■ **What you need to do**
Output each of the items below word for word, with no changes.
== == ==
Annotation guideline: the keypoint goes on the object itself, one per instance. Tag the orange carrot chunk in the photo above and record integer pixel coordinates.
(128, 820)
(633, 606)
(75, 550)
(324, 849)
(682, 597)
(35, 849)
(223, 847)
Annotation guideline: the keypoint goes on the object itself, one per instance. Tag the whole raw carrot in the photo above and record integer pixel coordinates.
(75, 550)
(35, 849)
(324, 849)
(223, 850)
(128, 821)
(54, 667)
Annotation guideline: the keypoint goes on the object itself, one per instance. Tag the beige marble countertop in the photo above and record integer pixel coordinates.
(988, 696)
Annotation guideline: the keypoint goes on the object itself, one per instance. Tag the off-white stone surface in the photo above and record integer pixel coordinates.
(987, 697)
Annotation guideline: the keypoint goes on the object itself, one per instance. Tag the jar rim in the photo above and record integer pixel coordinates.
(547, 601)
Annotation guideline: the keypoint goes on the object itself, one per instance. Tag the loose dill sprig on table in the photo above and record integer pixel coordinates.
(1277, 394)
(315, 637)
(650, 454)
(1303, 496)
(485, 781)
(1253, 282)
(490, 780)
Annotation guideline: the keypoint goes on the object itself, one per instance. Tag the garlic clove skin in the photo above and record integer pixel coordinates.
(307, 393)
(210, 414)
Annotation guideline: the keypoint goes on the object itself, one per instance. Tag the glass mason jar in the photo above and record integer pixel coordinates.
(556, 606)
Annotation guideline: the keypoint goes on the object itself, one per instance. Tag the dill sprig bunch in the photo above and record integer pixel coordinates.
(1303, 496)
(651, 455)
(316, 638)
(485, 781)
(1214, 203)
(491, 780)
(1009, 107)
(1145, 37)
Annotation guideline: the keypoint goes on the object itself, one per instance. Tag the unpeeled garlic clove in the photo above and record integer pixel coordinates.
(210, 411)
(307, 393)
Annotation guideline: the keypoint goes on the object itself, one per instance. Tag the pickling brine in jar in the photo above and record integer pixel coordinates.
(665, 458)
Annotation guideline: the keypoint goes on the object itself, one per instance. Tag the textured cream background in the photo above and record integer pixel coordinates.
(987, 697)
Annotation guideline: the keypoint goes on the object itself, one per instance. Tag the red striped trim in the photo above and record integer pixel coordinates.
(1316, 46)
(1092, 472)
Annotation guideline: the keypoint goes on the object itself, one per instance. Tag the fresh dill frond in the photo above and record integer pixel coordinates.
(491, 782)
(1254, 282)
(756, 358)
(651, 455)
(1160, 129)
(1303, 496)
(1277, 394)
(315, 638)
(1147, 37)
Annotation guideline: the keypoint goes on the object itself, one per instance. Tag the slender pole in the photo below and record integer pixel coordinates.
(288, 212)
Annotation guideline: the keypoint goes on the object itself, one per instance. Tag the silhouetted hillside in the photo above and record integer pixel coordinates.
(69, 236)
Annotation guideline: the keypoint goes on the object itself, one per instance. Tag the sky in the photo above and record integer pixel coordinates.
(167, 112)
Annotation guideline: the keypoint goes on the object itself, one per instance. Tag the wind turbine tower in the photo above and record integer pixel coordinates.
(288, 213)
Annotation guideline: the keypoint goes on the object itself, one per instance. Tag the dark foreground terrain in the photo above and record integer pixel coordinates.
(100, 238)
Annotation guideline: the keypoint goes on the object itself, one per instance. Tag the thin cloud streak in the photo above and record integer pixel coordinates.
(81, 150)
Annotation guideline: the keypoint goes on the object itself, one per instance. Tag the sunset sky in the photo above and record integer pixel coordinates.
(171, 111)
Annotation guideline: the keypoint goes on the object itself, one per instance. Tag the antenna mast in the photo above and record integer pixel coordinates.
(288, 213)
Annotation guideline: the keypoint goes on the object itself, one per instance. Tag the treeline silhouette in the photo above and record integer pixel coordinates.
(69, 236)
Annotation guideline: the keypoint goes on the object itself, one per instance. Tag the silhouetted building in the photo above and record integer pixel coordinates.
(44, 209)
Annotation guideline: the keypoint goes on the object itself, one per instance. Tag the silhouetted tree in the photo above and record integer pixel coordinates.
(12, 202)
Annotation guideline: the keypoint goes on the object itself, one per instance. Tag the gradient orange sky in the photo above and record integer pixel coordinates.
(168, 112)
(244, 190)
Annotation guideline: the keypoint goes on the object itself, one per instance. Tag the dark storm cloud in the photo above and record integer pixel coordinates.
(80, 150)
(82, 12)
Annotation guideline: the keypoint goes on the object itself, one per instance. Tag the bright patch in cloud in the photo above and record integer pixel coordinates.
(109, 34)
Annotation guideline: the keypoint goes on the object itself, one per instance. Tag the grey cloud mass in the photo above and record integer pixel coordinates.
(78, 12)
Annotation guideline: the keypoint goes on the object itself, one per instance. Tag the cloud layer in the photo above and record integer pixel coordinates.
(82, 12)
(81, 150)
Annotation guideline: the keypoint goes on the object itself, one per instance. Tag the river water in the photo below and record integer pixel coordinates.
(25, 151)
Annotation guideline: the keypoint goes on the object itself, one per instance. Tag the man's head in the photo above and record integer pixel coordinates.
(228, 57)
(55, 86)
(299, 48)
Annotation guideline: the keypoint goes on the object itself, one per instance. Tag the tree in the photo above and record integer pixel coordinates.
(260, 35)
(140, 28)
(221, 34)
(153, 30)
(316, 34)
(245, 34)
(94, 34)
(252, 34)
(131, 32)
== == ==
■ **The response**
Annotation guideline: the keypoint goes on the object itself, one per instance. Tag the orange carrot chunk in the photo above and record integer pixel coordinates.
(128, 820)
(633, 606)
(75, 550)
(324, 849)
(682, 597)
(35, 849)
(223, 847)
Annotation guideline: the keypoint goes on the object itself, one per instance. Tag the whole raw carrot in the photo above and record integer pixel coordinates.
(75, 550)
(35, 849)
(324, 849)
(223, 850)
(128, 821)
(54, 667)
Annotation guideline: the keypoint goes on the object itself, one per instance. Tag the beige marble countertop in the photo above and record integer pixel coordinates.
(988, 696)
Annotation guideline: the keypoint goes on the object itself, one per instance. Tag the off-white stone surface in the photo above and record integer pixel coordinates.
(987, 697)
Annotation guideline: the keypoint goes on the object itself, one per instance. Tag the jar rim in the photo above and record integer pixel coordinates.
(547, 601)
Annotation guideline: the keypoint goes on the object itself, one per instance. Tag the loose dill sprig on table in the photo above and record integer pixel coordinates.
(1277, 394)
(315, 637)
(650, 454)
(1303, 496)
(485, 781)
(1253, 282)
(490, 780)
Annotation guideline: the keypoint goes on the object itself, one per instance. Tag the garlic clove skin in the photo above and record integer pixel coordinates.
(307, 393)
(210, 414)
Annotation guideline: the keypoint goes on the object itself, one per instance. Tag the glass mason jar in the photo above and record integer pixel coordinates.
(556, 606)
Annotation guideline: the keypoint goes on the object itself, one per instance. Tag the dill sprig bunch in the photo above and record integer pixel coordinates.
(1303, 496)
(651, 455)
(316, 638)
(485, 781)
(1214, 203)
(491, 780)
(1009, 107)
(1145, 37)
Annotation guideline: the keypoint goes on the object itself, one per instance. Tag the unpeeled garlic clove in the photo above and record integer pixel coordinates.
(210, 411)
(307, 393)
Annotation guideline: the keypoint goes on the object itself, one per instance. Tag the pickling brine in jar in the photo above and record integer pixel coordinates.
(665, 458)
Annotation guideline: the keypoint goes on the object itself, one per instance. Tag the textured cream background in the photo above and record integer pixel coordinates.
(987, 697)
Annotation guideline: the keypoint goes on the object itself, one per instance. Tag the red striped trim in the photo above and record integer pixel coordinates.
(1316, 46)
(1092, 472)
Annotation guideline: the keypoint goes on the object itself, one per instance. Tag the fresh dill frond in the photo above and record integer pixel coordinates.
(491, 782)
(1254, 282)
(756, 358)
(651, 455)
(1160, 129)
(1303, 496)
(1277, 394)
(315, 638)
(1147, 37)
Annotation guideline: the keypoint goes on the object itself, one per instance. Tag the slender pole in the photo below and record integer pixel coordinates.
(288, 212)
Annotation guideline: the keypoint goes on the object itself, one per instance. Tag the silhouetted hillside in the photo above and record integer pixel coordinates.
(69, 236)
Annotation guideline: the keypoint goes on the object itself, one per instance. Tag the sky in the photo above and record integer pixel coordinates.
(167, 112)
Annotation guideline: the keypoint goes on the object itself, one per instance. Tag the wind turbine tower in the photo above and record integer pixel coordinates.
(288, 213)
Annotation guideline: the keypoint goes on the object itself, one per instance. Tag the dark foreground terrain in the photo above and record integer pixel coordinates.
(100, 238)
Annotation guideline: the keypoint goes on the object itself, one per instance. Tag the thin cloud streak in the photo above and record integer pixel coordinates.
(81, 150)
Annotation guideline: the keypoint goes on the object itself, one per instance. Tag the sunset sky in the photo above and record integer pixel coordinates.
(171, 111)
Annotation guideline: the keypoint goes on the object itself, one per instance. Tag the antenna mast in the photo above and record integer pixel coordinates.
(288, 213)
Annotation guideline: the keypoint goes on the object itself, one per instance. Tag the treeline silhouette in the photo above and record integer pixel coordinates.
(69, 236)
Annotation guideline: the keypoint goes on the object itself, one per instance. Tag the silhouetted building in the photo above and record integer pixel coordinates.
(44, 209)
Annotation guideline: the keypoint goes on the object itself, one per instance. Tag the silhouetted tree in the photo above and record integer pixel coordinates.
(12, 202)
Annotation guideline: the keypoint goes on the object itself, one per instance. Tag the gradient orange sky in the photo above and record integer pixel coordinates.
(168, 112)
(244, 190)
Annotation guideline: the keypoint goes on the object itself, one per instance. Tag the dark storm cloud in the photo above and record integer pixel coordinates.
(80, 150)
(82, 12)
Annotation guideline: the keypoint goes on the object itself, one per instance. Tag the bright patch in cloud in the photo above and record integer pixel coordinates.
(109, 34)
Annotation guideline: the keypoint goes on the object itself, one per instance. Tag the grey cloud mass in the photo above and record integer pixel coordinates.
(78, 12)
Annotation guideline: the keypoint goes on the object itself, one per instance. Tag the cloud layer in the photo above and record integer pixel coordinates.
(82, 12)
(81, 150)
Annotation guideline: the keypoint goes on the object itself, one per instance. Tag the river water in the photo below and record integer pixel coordinates.
(25, 151)
Annotation guideline: the keypoint goes on the object itself, one per instance. Tag the man's head in the photo above and record integer pixel coordinates.
(228, 57)
(55, 86)
(299, 48)
Annotation guideline: the keypoint goes on the object itself, one per instance. Tag the tree in the photo above and record integer pixel coordinates.
(260, 35)
(140, 28)
(221, 34)
(153, 30)
(316, 34)
(245, 34)
(94, 34)
(252, 34)
(131, 32)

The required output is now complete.